*Task to complete:*
Pull out every line below that contains the word "corner".

---- Exercise data

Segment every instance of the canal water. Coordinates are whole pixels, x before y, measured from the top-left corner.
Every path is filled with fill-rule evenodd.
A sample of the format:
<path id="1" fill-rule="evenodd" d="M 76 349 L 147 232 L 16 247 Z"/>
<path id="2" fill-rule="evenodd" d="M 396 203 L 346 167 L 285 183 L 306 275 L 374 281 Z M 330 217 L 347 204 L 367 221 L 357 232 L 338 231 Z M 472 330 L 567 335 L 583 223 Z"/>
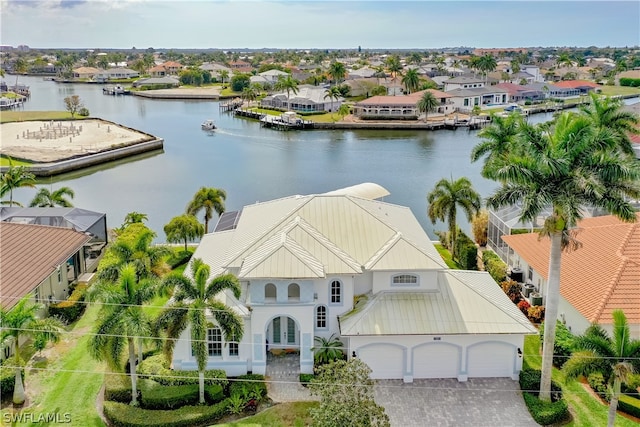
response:
<path id="1" fill-rule="evenodd" d="M 9 76 L 13 78 L 13 76 Z M 63 84 L 20 76 L 31 99 L 24 110 L 64 110 L 63 99 L 78 95 L 91 116 L 120 123 L 164 139 L 164 151 L 44 179 L 39 185 L 71 187 L 77 207 L 107 214 L 119 226 L 131 211 L 146 213 L 148 225 L 164 242 L 164 224 L 184 212 L 199 187 L 227 192 L 227 210 L 293 194 L 323 193 L 375 182 L 391 195 L 384 200 L 408 206 L 427 233 L 445 224 L 427 218 L 426 195 L 441 178 L 466 176 L 488 196 L 493 181 L 480 176 L 481 162 L 469 153 L 477 131 L 290 131 L 263 129 L 258 122 L 220 112 L 217 101 L 153 100 L 102 94 L 101 85 Z M 551 114 L 530 120 L 549 120 Z M 200 124 L 213 119 L 215 132 Z M 34 189 L 14 197 L 27 205 Z M 469 231 L 462 215 L 461 227 Z M 215 220 L 214 220 L 215 223 Z M 210 225 L 210 228 L 212 226 Z"/>

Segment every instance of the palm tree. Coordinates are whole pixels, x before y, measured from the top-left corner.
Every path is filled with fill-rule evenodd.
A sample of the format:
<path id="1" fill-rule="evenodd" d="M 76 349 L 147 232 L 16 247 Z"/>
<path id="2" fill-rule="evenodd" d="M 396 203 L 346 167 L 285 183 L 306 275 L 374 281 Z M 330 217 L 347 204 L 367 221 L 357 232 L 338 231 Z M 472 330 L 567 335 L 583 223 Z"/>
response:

--------

*Your response:*
Segment every instance of the canal water. Coordinates are whole pixels, x before y, measured from the top-left corner.
Segment every instance of the palm tree. Coordinates are whole pixels, x before y, measured from the top-left corner.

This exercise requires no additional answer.